WHAT THE EXERCISE ASKS:
Copy the gar fishing thread between "## gastonfish" and "you eat them??", inclusive, and change "Nice" to "Awesome".

How big was this record gar you caught?


----------



## NoMoSurf

Randall2point0 said:


> Wirelessly posted
> 
> 
> 
> How big was this record gar you caught?


8lb 9oz And before I get a lot of responses saying that they have seen some 3 or 4 times that big, those were probably longnose or alligator gar. This is a spotted gar. the smallest of the North American species.


----------



## Bman74

NoMoSurf said:


> 8lb 9oz And before I get a lot of responses saying that they have seen some 3 or 4 times that big, those were probably longnose or alligator gar. This is a spotted gar. the smallest of the North American species.


Thats pretty damn cool!


----------



## MikeH

Good Catch! I Have ShoT Spotted Gar Very Close To That Size,BuT Of Course It Has To Be Caught To BeEligible FOr A Record. Again,Great Catch,The Record Is Something To Be PRoud Of!


----------



## Randall2point0

Wirelessly posted

Those gar are a pain when fishing dock lights! Get out of my way!


----------



## gastonfish

NoMoSurf said:


> 8lb 9oz And before I get a lot of responses saying that they have seen some 3 or 4 times that big, those were probably longnose or alligator gar. This is a spotted gar. the smallest of the North American species.


Nice! Do you eat them?? 
BTW My wife would have killed me if she came home to see that on her countertop!!


----------



## NoMoSurf

MikeH said:


> Good Catch! I Have ShoT Spotted Gar Very Close To That Size,BuT Of Course It Has To Be Caught To BeEligible FOr A Record. Again,Great Catch,The Record Is Something To Be PRoud Of!

ENTRIES SHOWN:
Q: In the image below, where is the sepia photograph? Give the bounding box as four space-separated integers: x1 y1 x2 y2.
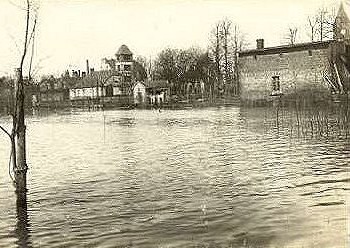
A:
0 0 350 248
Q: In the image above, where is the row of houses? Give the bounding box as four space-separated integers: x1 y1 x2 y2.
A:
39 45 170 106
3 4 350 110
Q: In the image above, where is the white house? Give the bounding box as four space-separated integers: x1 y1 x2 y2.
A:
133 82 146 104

==

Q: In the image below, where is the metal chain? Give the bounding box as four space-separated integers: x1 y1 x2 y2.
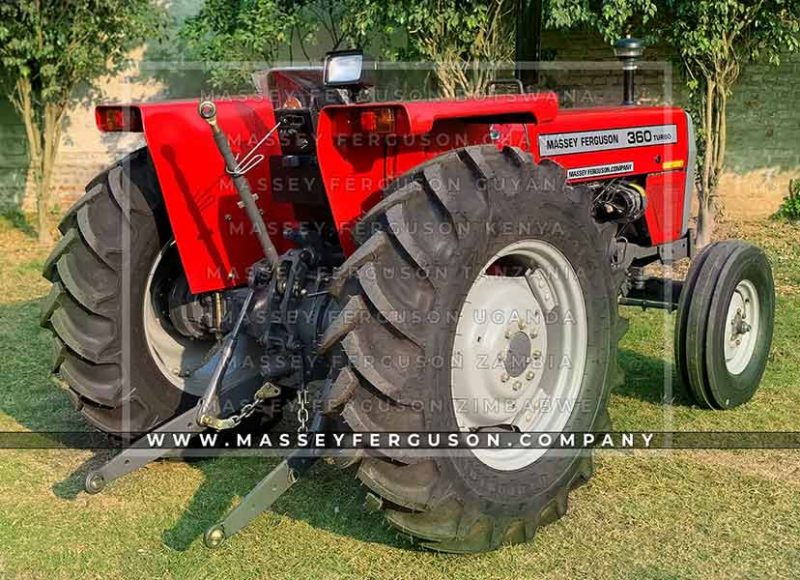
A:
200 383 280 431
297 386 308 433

RESPONSE TO THIS EXERCISE:
## gastonfish

NoMoSurf said:


> 8lb 9oz And before I get a lot of responses saying that they have seen some 3 or 4 times that big, those were probably longnose or alligator gar. This is a spotted gar. the smallest of the North American species.


Awesome! Do you eat them??